*** Provided passage ***

The research focuses on a well-preserved skeleton from northern China’s Ma Liushu Formation. Measuring about 12 inches from head to toe, Miosurnia diurna is estimated to be 6 to 10 million years old and is related to modern diurnal species such as burrowing owls and Northern hawk owls.

Paleontologists from the Chinese Academy of Sciences analyzed the size and shape of the extinct bird’s eye, cranial, and lower leg bones and compared them to measurements from modern relatives. The authors found that the morphological features of the fossil jibed closely with day-hunting species from the group Surniini, which includes several North American owls, including the short-eared owl and ferruginous pygmy-owl. 

Miocene owl fossil from northcentral China in a chunk of yellow rock
The Miosurnia diurna fossil had a near-intact skull and set of leg bones, making comparative studies with modern owl skeletons much easier. Zhiheng Li

They also dissected an undigested food pellet in the specimen’s stomach and discovered small mammal bones like the ones extracted from kestrels (a miniature falcon that hunts by day) from the same time period. The two birds might have coexisted in dry, high savannah along the Tibetan Plateau, but “likely used different foraging strategies,” the researchers write in the paper.

In contrast with other ancient owls, whose senses of sight, sound, and even smell were suited to the darkness, Miosurnia diurna seemed to be better adapted for daytime, with large eyes and less-tubular ears that match the traits in grassland owls today. As such, the extinct owl’s environment might have been the main driver behind its behavioral shift: The study goes so far to attribute the night-to-day switch to “steppe habitat expansion and climate cooling in the late Miocene.”

[Related: An ancient era of global warming could hint at our scorching future]

For Jonathan Slaght, a biologist with the Wildlife Conservation Society, the details of Miosurnia diurna’s surroundings are almost as interesting as its evolutionary history. “It’s neat that the research shows that there were probably owls in savannahs,” he says (the paleontological record on grassland birds is still relatively patchy). But he also sees similarities between the ancient species and the bird he studies in Siberia, the Blakiston’s fish-owl. Both are part of the diverse Strigidae family, and are outliers in a way. “I feel some kinship,” Slaght says. “By modern standards this is a weird owl, and Blakiston’s fall into that category.” Though fish-owls are crepuscular, they lack key nocturnal features like wide facial discs and silent flight. This might be because they hunt in rivers, not woods, and have a different set of strategies for hooking prey.

Miosurnia diurna’s bones tease its specialized hunting skills—but its DNA could reveal far more. In their paper, the paleontologists mention that the genetic underpinnings of diurnal adaptations “would be a fruitful area of research” for others to explore. But it all points to a much larger question: What made owls become owls? Slaght, for one, isn’t making any assumptions: “I like to see owls being unexpected,” he says. Maybe, that’s what defines them in part, too.

*** Collected data ***

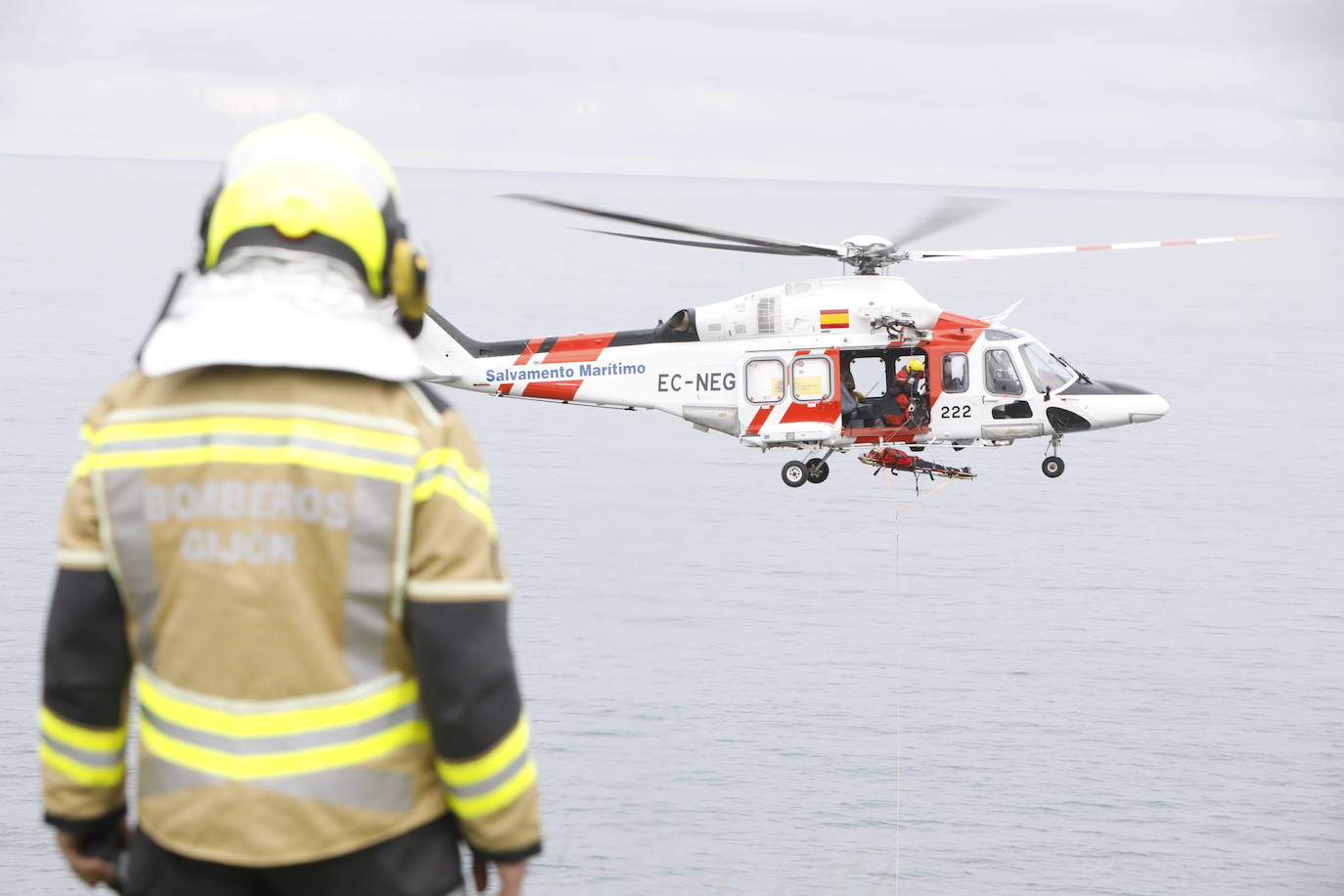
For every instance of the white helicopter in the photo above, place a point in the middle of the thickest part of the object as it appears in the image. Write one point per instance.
(777, 367)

***

_Parts of the exercise_
**1.** Decide whether each statement below agrees with the owl fossil article, answering yes or no and quoting the words of the article that settle it. (a) The skeleton was found in northern China's Ma Liushu Formation. (b) The undigested food pellet in the specimen's stomach held small reptile bones. (c) Blakiston's fish-owls have silent flight.
**2.** Retype the part of the owl fossil article starting with "They also dissected" and going on through "in the paper.".
The material comes from a different source than the article.

_Your responses_
**1.**
(a) Yes: "a well-preserved skeleton from northern China’s Ma Liushu Formation"
(b) No: "discovered small mammal bones"
(c) No: "they lack key nocturnal features like wide facial discs and silent flight"

**2.**
They also dissected an undigested food pellet in the specimen’s stomach and discovered small mammal bones like the ones extracted from kestrels (a miniature falcon that hunts by day) from the same time period. The two birds might have coexisted in dry, high savannah along the Tibetan Plateau, but “likely used different foraging strategies,” the researchers write in the paper.